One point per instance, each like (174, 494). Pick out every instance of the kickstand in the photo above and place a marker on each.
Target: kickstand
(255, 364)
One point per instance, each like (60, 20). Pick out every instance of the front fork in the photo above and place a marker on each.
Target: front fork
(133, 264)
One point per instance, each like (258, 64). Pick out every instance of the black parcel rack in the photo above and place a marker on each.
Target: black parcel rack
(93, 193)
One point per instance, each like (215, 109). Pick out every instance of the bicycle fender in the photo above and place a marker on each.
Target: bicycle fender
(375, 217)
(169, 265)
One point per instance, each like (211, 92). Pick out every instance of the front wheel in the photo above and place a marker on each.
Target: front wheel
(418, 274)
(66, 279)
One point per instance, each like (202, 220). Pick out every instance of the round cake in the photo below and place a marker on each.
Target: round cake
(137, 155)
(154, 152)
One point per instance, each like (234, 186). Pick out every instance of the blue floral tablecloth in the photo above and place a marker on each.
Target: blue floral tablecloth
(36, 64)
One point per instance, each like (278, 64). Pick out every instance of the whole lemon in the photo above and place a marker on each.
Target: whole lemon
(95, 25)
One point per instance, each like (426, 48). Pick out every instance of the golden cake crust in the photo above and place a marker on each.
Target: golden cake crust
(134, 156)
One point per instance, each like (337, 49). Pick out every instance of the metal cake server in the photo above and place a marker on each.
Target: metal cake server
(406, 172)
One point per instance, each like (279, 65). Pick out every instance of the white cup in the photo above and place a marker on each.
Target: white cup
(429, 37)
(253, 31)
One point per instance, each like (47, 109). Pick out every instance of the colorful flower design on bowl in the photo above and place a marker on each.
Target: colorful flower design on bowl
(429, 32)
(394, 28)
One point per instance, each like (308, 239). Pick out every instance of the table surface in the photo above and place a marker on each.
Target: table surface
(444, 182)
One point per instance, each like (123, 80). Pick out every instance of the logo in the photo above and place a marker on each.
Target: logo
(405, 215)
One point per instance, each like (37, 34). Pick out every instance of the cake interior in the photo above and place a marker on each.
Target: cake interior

→ JOB
Write out the material again, covering only the lines from the one containing "One point per instance, each like (426, 48)." through the end of the material, inclusive. Keep every line's wording intact, raise each coordinate in the answer points by 77, and leave the sample points written into the wording unchanged.

→ COMPLETE ANSWER
One point per instance, each like (426, 48). Pick out every instance of the golden cake crust in the photo above and place a marker on each.
Target: golden cake crust
(211, 233)
One point per instance, each like (337, 49). Pick out every instance of the metal cake server in the photo above and place a marker on each.
Target: metal cake server
(483, 249)
One point per instance, each like (279, 65). Pick out every instance of the white cup in the photo above and place a marker on each.
Target: white cup
(506, 114)
(330, 108)
One point per instance, each like (47, 109). Pick out every instance of the colorful flower design on bowl in the photo above and place a marker on each.
Target: colorful flower design on bowl
(506, 109)
(471, 105)
One point per instance, each like (308, 239). Pick out every instance of the table surface in the photo above and place a marker on each.
Target: table surface
(521, 259)
One point per instance, each like (123, 80). Pick out every instance of the logo in the photo above and place a marker on each.
Target: logo
(482, 292)
One point per instance, each like (37, 34). Pick out every instance of the cake interior in the photo above and place a marker on each.
Target: cake interior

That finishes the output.